Records shown:
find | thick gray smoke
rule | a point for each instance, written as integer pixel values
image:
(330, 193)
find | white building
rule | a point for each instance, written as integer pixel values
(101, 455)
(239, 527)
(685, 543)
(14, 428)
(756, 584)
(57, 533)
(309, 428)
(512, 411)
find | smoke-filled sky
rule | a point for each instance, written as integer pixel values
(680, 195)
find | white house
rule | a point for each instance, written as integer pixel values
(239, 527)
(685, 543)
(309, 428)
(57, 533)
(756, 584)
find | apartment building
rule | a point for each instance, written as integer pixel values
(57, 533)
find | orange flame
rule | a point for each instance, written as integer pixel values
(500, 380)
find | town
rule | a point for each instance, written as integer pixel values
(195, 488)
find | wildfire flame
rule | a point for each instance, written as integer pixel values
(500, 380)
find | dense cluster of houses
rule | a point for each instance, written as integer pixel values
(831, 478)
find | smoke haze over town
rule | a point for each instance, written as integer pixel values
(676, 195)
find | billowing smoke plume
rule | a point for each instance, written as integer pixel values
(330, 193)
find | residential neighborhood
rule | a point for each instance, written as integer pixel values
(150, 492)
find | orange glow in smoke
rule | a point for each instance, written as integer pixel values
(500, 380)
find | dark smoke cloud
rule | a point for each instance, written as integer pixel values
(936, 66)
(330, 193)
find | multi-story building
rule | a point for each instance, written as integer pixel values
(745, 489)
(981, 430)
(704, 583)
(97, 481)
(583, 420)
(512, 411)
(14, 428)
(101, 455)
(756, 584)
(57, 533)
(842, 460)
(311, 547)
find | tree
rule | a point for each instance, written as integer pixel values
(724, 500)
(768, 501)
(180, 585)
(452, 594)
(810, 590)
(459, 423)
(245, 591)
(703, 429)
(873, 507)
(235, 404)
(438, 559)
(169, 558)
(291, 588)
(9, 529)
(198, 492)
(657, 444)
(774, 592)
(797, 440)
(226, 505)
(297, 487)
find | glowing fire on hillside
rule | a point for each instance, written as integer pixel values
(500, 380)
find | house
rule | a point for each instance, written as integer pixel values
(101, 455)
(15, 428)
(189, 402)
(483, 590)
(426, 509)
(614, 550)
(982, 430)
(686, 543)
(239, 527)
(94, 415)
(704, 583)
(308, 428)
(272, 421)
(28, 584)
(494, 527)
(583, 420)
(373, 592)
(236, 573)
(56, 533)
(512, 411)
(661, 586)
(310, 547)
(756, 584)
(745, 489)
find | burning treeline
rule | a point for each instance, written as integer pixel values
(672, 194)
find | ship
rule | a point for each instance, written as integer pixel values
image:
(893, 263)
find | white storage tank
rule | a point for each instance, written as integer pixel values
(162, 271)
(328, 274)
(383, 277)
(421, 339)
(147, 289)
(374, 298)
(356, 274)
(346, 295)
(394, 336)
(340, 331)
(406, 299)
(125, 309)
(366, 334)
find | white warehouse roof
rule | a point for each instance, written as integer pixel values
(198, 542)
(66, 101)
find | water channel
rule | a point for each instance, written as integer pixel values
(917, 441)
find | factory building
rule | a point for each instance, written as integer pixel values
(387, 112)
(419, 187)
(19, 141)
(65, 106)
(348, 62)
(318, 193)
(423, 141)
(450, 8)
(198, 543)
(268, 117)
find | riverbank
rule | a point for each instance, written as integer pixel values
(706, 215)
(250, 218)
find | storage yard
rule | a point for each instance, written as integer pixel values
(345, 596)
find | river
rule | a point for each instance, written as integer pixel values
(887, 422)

Task requirements:
Extract all lines as given.

Task response:
find | thick gray smoke
rule | a point for each instance, written as integer pixel values
image:
(330, 193)
find | white building
rule | a point for each instance, written as integer pixel values
(101, 455)
(239, 527)
(685, 543)
(14, 428)
(756, 584)
(57, 533)
(309, 428)
(512, 411)
find | smoke-filled sky
rule | a point for each instance, written as integer pixel values
(680, 195)
find | white house
rule | a point for each instance, written as integer pixel values
(239, 527)
(685, 543)
(309, 428)
(57, 533)
(756, 584)
find | apartment building
rule | a point for each instance, written as integer pixel values
(57, 533)
find | orange flame
rule | a point for each instance, written as integer pixel values
(500, 380)
find | town
rule | a point for each instance, written as integer pixel values
(195, 488)
find | wildfire flame
rule | a point for each instance, written as integer pixel values
(500, 380)
find | dense cluster of houses
rule | a point for each instance, written as integer pixel values
(831, 478)
find | smoke haze over town
rule | a point for each instance, written as integer pixel values
(676, 195)
find | billowing smoke plume
rule | a point for each instance, written as integer pixel values
(330, 193)
find | residential neighborhood
rule | a point for each instance, written as integer pixel values
(150, 492)
find | orange glow in smoke
rule | a point for each instance, written as integer pixel values
(500, 380)
find | dark smoke cloud
rule | a point for each instance, written as integer pixel values
(936, 66)
(330, 193)
find | multi-story building
rule | a point for each instance, written as integer pixel values
(745, 489)
(981, 430)
(704, 583)
(97, 481)
(583, 420)
(512, 411)
(14, 428)
(101, 455)
(756, 584)
(57, 533)
(842, 460)
(311, 547)
find | tree
rule | a point for each instance, written as integer pixel values
(724, 500)
(768, 501)
(180, 585)
(452, 594)
(810, 590)
(459, 423)
(245, 591)
(703, 429)
(873, 507)
(235, 404)
(438, 559)
(169, 558)
(291, 588)
(9, 529)
(198, 492)
(657, 444)
(774, 592)
(797, 440)
(226, 505)
(297, 487)
find | glowing fire on hillside
rule | a point for each instance, written as integer pixel values
(500, 380)
find | house
rule | a point for each instance, written as integer pixel values
(101, 455)
(15, 428)
(189, 402)
(483, 590)
(426, 509)
(614, 550)
(982, 430)
(686, 543)
(239, 527)
(94, 415)
(704, 583)
(308, 428)
(272, 421)
(28, 584)
(494, 527)
(583, 420)
(373, 592)
(236, 573)
(56, 533)
(512, 411)
(661, 586)
(310, 547)
(756, 584)
(745, 489)
find | burning treeline
rule | a point for each instance, written as integer pixel values
(672, 194)
find | ship
rule | a point for each instance, written as integer pixel values
image:
(893, 263)
find | white storage tank
rule | a point for each instance, written as integer pixel values
(162, 271)
(328, 274)
(383, 277)
(421, 339)
(147, 289)
(374, 298)
(356, 274)
(346, 295)
(394, 336)
(340, 331)
(406, 299)
(125, 309)
(366, 334)
find | white warehouse roof
rule | a point for each instance, written as integer pixel values
(198, 542)
(66, 101)
find | water channel
rule | a point for each instance, written as integer pixel values
(917, 441)
find | factory building
rule | a point for each instance, written as integer pixel values
(387, 112)
(419, 187)
(19, 141)
(65, 106)
(348, 62)
(318, 193)
(423, 141)
(450, 8)
(198, 543)
(268, 117)
find | riverbank
rule | a point for each instance, written as integer pixel values
(706, 215)
(250, 218)
find | storage yard
rule | a point for each instance, written as integer pixel values
(345, 596)
find | river
rule | a point for each instance, written as integer pixel values
(887, 422)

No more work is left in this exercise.